Turn the lines from the one containing "doorway in this lobby camera frame." through the final line into a Markdown table with the columns Row and Line, numbering each row and omitting blank lines.

[START OF INFORMATION SHOWN]

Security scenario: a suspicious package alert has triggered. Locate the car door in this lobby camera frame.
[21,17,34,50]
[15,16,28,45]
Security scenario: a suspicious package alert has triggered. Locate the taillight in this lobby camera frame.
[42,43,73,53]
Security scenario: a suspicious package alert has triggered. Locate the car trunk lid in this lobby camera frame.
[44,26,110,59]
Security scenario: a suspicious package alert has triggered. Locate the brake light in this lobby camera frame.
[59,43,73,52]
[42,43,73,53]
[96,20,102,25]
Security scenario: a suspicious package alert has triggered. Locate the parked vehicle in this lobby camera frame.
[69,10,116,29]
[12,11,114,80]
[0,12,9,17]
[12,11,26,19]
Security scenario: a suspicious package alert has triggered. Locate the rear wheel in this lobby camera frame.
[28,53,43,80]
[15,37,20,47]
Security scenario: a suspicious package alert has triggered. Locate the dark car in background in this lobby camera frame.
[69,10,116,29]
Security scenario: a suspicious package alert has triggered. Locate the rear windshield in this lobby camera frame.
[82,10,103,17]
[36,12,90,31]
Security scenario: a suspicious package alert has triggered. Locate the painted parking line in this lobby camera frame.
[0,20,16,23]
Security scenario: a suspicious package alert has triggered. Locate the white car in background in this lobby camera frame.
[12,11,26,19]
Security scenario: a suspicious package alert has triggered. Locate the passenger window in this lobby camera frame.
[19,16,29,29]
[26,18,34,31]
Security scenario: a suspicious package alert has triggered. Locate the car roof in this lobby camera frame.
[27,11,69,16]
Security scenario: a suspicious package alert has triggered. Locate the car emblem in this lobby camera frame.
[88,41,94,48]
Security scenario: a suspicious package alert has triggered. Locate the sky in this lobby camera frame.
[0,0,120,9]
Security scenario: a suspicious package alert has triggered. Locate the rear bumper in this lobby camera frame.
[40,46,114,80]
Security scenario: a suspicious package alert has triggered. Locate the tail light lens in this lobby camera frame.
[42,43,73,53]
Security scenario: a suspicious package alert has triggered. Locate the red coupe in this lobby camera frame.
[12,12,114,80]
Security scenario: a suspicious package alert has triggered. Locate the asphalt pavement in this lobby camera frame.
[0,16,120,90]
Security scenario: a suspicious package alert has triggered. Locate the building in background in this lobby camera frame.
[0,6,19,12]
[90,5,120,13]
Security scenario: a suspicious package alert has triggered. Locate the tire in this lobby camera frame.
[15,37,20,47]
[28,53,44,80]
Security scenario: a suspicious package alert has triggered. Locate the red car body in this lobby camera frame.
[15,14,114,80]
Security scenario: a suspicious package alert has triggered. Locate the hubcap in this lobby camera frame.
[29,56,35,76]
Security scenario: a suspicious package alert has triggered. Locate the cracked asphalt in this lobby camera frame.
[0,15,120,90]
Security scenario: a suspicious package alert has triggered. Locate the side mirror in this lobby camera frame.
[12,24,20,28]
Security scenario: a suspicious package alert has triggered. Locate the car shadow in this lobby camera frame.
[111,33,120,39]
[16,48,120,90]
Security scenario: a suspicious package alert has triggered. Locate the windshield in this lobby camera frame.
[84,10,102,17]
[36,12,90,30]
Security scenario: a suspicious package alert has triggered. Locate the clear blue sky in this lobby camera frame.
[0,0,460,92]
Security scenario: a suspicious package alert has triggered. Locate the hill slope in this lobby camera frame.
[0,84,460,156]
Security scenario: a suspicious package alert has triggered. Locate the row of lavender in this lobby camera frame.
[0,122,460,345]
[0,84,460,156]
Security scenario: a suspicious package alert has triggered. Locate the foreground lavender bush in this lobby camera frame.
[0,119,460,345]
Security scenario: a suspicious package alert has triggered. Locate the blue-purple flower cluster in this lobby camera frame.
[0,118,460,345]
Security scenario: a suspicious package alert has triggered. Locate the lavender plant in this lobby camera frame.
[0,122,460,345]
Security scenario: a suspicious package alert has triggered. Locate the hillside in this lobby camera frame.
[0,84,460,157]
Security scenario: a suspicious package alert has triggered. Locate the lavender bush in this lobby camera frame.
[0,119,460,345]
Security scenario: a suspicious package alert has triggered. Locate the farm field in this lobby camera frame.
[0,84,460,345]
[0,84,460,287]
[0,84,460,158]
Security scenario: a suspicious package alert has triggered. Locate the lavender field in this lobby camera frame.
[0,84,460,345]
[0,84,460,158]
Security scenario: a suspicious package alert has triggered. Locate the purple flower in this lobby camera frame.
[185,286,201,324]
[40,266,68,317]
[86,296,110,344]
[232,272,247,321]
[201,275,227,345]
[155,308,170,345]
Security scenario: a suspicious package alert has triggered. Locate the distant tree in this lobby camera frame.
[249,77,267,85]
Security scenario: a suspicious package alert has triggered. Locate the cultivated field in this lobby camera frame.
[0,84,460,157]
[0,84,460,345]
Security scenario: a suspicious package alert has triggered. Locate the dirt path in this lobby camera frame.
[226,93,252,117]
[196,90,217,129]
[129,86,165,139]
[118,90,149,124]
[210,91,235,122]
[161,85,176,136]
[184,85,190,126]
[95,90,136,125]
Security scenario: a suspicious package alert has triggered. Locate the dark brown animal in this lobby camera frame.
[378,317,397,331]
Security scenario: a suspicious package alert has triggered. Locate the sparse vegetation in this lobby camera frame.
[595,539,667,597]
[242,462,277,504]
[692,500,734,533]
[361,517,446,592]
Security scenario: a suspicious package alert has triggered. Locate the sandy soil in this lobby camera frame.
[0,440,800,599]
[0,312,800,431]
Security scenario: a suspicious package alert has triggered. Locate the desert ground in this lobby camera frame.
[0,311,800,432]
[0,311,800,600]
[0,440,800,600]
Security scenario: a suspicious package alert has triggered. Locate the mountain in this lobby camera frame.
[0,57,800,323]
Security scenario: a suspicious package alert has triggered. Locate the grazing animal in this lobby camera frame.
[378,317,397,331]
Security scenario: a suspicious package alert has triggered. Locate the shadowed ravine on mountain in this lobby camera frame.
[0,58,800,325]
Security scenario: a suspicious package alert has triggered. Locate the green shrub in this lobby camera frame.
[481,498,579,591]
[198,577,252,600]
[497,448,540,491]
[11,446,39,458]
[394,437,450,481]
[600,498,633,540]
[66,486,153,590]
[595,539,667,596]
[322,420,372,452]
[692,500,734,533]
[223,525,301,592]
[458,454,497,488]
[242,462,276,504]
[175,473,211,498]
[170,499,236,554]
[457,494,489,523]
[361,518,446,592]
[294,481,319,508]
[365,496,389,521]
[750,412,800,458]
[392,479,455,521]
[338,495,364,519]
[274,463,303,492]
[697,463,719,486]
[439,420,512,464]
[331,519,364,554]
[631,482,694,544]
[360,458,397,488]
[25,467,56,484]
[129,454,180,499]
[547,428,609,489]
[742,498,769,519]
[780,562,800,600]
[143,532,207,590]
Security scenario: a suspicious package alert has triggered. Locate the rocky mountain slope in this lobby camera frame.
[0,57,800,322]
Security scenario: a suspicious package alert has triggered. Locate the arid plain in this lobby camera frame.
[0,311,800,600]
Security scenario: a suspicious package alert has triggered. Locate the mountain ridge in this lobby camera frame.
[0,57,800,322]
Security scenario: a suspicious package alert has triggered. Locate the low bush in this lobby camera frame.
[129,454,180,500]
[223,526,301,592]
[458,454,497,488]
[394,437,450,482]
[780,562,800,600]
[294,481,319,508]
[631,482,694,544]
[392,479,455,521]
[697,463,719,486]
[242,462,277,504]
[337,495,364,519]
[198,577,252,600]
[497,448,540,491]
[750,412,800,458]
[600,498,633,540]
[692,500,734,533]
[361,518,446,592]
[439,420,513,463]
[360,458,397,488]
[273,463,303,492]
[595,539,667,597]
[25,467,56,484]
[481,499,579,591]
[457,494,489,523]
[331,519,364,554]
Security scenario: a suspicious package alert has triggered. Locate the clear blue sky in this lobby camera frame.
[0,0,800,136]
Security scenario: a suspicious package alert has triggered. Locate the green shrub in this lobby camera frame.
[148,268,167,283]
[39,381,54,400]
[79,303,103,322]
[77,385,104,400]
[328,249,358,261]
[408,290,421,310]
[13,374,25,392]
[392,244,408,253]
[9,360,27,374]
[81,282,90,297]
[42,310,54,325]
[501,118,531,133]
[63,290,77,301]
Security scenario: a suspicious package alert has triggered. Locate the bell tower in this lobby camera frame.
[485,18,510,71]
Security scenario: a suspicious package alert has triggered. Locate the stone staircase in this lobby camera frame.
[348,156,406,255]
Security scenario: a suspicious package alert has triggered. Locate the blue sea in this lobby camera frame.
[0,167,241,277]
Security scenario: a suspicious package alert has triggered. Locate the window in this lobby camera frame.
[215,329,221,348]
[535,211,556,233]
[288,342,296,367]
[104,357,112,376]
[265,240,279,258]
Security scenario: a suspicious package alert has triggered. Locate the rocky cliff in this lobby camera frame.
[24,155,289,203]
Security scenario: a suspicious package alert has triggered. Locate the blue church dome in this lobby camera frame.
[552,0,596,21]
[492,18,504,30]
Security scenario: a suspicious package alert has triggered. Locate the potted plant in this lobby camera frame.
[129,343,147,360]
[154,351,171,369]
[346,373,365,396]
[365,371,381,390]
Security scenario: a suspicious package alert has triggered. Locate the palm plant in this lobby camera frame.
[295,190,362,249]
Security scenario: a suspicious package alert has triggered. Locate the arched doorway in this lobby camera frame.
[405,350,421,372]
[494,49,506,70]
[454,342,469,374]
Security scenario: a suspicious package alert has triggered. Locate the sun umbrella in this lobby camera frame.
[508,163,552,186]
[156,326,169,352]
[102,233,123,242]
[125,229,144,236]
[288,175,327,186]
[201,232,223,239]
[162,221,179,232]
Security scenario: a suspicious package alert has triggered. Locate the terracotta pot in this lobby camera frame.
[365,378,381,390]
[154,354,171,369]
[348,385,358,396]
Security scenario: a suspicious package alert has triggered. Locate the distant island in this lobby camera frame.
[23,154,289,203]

[END OF INFORMATION SHOWN]

WRITTEN SOLUTION:
| Row | Line |
|---|---|
| 1 | Security scenario: a suspicious package alert has triggered. Locate the arched doorway in this lobby camera frame. |
| 2 | [405,350,421,372] |
| 3 | [494,49,506,70] |
| 4 | [454,342,469,374] |
| 5 | Security scenario: a suspicious package alert has triggered. Locate the sun umbrella in this lobby camera frame. |
| 6 | [508,163,552,186] |
| 7 | [156,326,169,352] |
| 8 | [102,233,123,242] |
| 9 | [125,229,144,236] |
| 10 | [288,175,327,186] |
| 11 | [201,232,223,239] |
| 12 | [162,221,179,232] |
| 13 | Security scenario: a suspicious package alert has triggered. Locate the terracotta pot in this lobby camera frame. |
| 14 | [365,378,381,390] |
| 15 | [154,354,171,369] |
| 16 | [348,385,358,396] |
| 17 | Security scenario: a suspicious package alert has triggered. Locate the distant island in this lobby camera frame. |
| 18 | [23,154,289,203] |